(Entries taken from a collection)
___

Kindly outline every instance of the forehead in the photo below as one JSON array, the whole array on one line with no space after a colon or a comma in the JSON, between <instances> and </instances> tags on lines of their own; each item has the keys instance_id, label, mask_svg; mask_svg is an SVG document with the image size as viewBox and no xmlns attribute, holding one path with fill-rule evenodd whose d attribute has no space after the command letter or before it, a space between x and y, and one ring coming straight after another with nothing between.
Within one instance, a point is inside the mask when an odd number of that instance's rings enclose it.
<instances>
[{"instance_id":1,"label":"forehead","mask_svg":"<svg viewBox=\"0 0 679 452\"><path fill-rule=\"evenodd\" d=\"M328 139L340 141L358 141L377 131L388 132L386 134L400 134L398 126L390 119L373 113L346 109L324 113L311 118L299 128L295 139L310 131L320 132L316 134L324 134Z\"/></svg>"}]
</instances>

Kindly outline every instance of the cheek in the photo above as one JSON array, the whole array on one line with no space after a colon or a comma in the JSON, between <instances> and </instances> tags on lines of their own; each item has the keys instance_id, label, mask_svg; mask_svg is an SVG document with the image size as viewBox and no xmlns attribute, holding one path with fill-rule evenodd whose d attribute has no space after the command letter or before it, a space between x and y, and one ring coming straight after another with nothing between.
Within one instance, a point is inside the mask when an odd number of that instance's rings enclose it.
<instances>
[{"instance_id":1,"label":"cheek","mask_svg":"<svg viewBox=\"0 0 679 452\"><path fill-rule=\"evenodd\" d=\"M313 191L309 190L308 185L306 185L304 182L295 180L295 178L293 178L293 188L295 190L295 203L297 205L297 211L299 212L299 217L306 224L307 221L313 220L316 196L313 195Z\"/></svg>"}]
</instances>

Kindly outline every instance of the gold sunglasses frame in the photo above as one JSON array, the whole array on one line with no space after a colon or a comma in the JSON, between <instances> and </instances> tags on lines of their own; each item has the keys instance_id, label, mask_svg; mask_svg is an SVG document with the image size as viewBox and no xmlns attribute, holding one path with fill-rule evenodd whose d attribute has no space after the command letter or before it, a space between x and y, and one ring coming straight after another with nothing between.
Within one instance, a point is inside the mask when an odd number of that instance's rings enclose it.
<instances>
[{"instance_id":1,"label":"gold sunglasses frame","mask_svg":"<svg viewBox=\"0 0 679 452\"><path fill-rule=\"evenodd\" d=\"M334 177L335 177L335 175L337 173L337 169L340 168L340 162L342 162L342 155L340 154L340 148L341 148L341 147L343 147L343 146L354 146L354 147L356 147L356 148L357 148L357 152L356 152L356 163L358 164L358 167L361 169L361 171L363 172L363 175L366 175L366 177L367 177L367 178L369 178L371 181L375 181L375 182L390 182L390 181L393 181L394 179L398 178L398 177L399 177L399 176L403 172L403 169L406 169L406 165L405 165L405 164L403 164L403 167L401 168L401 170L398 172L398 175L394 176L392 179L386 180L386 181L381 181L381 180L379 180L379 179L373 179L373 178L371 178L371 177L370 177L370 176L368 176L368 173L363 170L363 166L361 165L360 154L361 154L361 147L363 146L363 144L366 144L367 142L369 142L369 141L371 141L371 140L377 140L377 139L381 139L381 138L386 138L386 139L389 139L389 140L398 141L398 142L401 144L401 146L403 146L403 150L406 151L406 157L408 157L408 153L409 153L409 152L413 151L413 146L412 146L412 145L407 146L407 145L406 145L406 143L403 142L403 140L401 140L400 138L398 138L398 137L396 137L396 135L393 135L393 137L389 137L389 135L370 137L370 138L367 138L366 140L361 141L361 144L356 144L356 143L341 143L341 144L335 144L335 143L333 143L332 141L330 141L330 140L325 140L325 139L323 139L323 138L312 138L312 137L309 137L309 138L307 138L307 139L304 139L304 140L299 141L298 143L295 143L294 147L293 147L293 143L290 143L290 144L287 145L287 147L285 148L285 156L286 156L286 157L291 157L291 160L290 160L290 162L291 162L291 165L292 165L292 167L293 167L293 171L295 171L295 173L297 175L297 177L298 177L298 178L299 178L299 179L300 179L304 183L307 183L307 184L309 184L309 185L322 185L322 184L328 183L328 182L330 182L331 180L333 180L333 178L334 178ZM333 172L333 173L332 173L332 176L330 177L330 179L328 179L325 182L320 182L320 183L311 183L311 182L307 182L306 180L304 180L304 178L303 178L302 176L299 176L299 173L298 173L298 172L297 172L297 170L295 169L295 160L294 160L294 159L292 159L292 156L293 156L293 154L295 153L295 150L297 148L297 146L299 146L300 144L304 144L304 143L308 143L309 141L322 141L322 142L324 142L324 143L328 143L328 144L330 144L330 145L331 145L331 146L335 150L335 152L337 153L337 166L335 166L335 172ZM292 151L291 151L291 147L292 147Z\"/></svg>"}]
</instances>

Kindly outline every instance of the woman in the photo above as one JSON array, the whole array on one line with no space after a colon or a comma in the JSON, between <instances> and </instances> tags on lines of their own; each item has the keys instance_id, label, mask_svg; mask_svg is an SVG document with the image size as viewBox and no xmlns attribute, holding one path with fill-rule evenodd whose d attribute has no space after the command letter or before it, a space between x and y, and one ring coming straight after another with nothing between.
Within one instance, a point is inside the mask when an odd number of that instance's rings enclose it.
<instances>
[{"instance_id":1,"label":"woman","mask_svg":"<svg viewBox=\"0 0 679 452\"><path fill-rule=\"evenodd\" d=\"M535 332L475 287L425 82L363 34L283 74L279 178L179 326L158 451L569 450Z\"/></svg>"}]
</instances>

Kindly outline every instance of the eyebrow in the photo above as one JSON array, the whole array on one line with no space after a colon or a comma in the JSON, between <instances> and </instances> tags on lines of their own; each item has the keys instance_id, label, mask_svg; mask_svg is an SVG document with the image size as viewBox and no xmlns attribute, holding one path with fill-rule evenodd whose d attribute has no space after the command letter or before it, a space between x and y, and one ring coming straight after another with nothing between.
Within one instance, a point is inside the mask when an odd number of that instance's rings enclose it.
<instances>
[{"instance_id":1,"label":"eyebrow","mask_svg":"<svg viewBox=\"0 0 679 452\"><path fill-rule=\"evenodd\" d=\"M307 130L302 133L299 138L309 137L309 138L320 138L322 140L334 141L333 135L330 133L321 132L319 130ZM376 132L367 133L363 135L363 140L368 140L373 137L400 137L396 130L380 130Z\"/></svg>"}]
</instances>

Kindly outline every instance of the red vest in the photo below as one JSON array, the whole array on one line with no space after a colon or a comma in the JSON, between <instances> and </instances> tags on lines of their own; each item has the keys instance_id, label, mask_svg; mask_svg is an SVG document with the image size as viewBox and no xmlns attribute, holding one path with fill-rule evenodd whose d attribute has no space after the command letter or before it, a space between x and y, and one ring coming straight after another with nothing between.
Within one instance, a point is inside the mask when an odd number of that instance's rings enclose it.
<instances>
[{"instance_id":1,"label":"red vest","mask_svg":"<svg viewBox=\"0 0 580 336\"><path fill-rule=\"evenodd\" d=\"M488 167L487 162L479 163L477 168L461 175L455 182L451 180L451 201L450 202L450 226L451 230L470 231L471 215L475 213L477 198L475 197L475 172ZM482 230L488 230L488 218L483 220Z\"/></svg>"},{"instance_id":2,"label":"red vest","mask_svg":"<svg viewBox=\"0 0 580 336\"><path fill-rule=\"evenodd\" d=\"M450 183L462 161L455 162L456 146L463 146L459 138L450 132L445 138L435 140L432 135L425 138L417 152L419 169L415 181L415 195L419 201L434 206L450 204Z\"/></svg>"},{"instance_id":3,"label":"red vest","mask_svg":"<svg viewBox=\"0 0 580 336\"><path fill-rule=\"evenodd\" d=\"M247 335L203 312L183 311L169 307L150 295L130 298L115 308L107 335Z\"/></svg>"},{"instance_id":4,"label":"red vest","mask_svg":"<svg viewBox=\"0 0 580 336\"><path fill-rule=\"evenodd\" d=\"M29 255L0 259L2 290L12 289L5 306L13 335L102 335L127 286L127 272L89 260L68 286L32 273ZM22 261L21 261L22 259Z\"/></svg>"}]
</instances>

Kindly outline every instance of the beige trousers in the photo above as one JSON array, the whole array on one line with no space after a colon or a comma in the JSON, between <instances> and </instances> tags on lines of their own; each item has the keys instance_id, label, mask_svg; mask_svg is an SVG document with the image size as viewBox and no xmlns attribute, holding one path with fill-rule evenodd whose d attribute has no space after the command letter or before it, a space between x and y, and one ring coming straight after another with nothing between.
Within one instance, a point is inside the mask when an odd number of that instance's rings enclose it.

___

Copy, without alteration, the lines of the entries starting at the line that contains "Kindly outline every instance of the beige" and ending with the final line of the entries.

Right answer:
Kindly outline every instance of the beige trousers in the photo above as one JSON array, the whole array on one line with no space after a colon or a comma in the JSON, between <instances> and </instances> tags on lines of their own; each item has the keys instance_id, label, mask_svg; mask_svg is an SVG document with the image size as viewBox and no xmlns attribute, holding one path with fill-rule evenodd whose d attribute has no space after the command letter or before it, a space between x and y, and one ring coming straight after another with nothing between.
Within one instance, a point is inside the mask when an odd number of that instance's rings enclose it.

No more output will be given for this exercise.